What to work on —
What you need to do is retype every entry exactly as written.

Information —

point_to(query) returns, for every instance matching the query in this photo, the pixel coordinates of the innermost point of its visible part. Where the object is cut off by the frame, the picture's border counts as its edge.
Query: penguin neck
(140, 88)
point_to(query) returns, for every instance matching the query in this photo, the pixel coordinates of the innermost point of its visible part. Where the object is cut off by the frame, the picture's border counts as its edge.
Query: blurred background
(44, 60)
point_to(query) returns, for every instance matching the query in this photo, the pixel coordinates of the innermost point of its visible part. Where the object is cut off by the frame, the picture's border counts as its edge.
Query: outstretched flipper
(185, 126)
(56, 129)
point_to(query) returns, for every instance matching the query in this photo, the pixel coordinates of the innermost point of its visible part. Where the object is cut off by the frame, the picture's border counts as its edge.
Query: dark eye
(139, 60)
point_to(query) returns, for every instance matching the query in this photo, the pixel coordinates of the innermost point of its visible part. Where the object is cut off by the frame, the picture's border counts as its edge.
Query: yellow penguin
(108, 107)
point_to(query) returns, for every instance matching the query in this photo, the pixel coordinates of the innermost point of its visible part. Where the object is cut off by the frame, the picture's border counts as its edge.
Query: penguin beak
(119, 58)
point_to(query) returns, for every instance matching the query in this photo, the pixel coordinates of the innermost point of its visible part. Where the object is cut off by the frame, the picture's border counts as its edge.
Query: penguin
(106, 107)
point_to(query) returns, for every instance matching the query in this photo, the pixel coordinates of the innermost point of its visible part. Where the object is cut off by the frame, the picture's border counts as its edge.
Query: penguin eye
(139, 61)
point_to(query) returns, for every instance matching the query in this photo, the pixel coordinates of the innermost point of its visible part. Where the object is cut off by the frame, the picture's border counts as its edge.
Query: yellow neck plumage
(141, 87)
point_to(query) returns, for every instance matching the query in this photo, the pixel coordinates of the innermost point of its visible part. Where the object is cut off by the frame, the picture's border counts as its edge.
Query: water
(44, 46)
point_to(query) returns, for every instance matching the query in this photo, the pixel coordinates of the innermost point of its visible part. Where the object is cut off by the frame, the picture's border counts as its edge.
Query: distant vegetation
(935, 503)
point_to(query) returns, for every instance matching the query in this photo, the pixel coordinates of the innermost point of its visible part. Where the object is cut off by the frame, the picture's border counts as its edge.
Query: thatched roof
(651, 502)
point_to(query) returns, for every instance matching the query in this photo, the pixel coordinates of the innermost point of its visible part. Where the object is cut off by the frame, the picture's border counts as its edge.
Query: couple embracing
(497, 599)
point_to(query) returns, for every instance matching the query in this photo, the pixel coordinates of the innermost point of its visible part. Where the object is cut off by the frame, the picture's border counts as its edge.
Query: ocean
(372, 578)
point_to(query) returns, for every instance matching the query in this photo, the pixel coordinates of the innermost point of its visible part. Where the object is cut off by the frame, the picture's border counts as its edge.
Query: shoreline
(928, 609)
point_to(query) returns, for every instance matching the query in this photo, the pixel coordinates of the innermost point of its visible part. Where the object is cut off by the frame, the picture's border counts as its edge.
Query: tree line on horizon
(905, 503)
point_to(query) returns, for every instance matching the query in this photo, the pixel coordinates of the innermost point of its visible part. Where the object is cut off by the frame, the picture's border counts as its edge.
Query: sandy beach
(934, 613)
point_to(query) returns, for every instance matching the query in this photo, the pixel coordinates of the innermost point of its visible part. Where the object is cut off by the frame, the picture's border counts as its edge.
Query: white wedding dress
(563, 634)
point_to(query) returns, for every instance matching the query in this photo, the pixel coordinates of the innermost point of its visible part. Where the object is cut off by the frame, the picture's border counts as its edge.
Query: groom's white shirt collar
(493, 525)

Result of this task —
point_to(query) returns, for every instance matching the query in this photo, the pixel coordinates of the innermost point of its visible part. Where the object is cut off by the frame, the picture's border counts as its edge.
Query: penguin neck
(140, 88)
point_to(query) returns, for every instance matching the query in this photo, the pixel coordinates of the innermost point of its visible part. Where the object is cut off by the frame, the picture's border counts as its edge.
Query: blurred background
(44, 60)
point_to(query) returns, for every instance matching the query in this photo, the pixel coordinates of the innermost point of its visible part. Where the object is cut off by the frame, the picture's border counts as its edge.
Query: outstretched flipper
(185, 126)
(56, 129)
point_to(query) returns, for every instance matching the query in this photo, the pixel coordinates of the innermost point of its visible part. Where the object is cut off by the frame, the picture's border counts as its edge.
Query: dark eye
(139, 60)
point_to(query) returns, for every instance matching the query in this photo, the pixel coordinates of the innermost point of its visible part. Where the object is cut off by the frame, the picture's border counts as its edge.
Query: yellow penguin
(108, 107)
point_to(query) returns, for every instance matching the query in this photo, the pixel coordinates of the innermost point of its visible part. Where the object is cut off by the frame, the picture's border counts as its edge.
Query: penguin beak
(119, 58)
point_to(query) returns, for every instance matching the query in this photo, the pixel coordinates of the innermost point of its visible part. Where the object is cut off by the frame, the picture's border counts as its edge.
Query: penguin
(106, 107)
point_to(query) returns, for every instance matching the query in this photo, the pixel coordinates of the innermost point of its visible part. Where the object is cut off by the frame, the picture's border counts as its edge.
Query: penguin eye
(139, 61)
point_to(query) returns, for every instance matching the query in this photo, the pixel coordinates of the innermost point of its visible part. Where the object is cut off by the frame, the picture's border counts as its edge.
Query: yellow neck plumage
(141, 87)
point_to(query) returns, for every instance matching the query in this photo, the pixel coordinates of the innermost point of its visible part. Where the object is cut off by the frame, the picture's border counts as its edge.
Query: water
(44, 46)
point_to(query) returns, for every instance matching the query in this photo, the pixel coordinates of the innermost point of its visible part. Where the object is cut off by the frame, the picture's border counts as its edge.
Query: distant vegetation
(935, 503)
point_to(query) returns, for every instance matching the query in this photo, the pixel coordinates of the innermost point of its visible part. Where the object is cut off by the frame, the picture's border counts as its edge.
Query: thatched roof
(651, 502)
point_to(query) returns, for every instance matching the query in this photo, the pixel coordinates of the innermost point of its visible part. Where the object is cut off by the frame, the picture's border counts as its edge.
Query: couple embracing
(497, 599)
point_to(query) returns, for every instance matching the query in this photo, the pixel coordinates of the innermost point of its visible part. Where the object is cut off by the frame, the picture's border counts as its edge.
Query: ocean
(372, 578)
point_to(query) returns, for every instance matching the query in this photo, the pixel coordinates of the innermost point of its visible part. Where the object is cut off by the frame, the picture's border counts as its edge.
Query: shoreline
(928, 609)
point_to(query) returns, for every instance matching the query in this photo, the pixel coordinates of the innermost point of its visible part. Where the object is cut off by the frame, the picture's border counts as its edge.
Query: tree line on horizon
(905, 503)
point_to(query) returns, for every instance matching the query in this photo, the pixel coordinates of the innermost point of its visible part. Where the object is cut off by the frame, the picture's border counts as its edge.
Query: sandy beach
(934, 613)
point_to(query) returns, for every instance matching the query in this photo, the pixel coordinates of the innermost point of its visible part. Where the object is cut off by the frame, the picture's border counts as its edge.
Query: white wedding dress
(563, 634)
point_to(query) returns, for every instance matching the query in this photo, the pixel coordinates of the innermost point of its visible part. Where the object is cut off by the frame, the picture's border counts as its edge.
Query: groom's white shirt collar
(493, 525)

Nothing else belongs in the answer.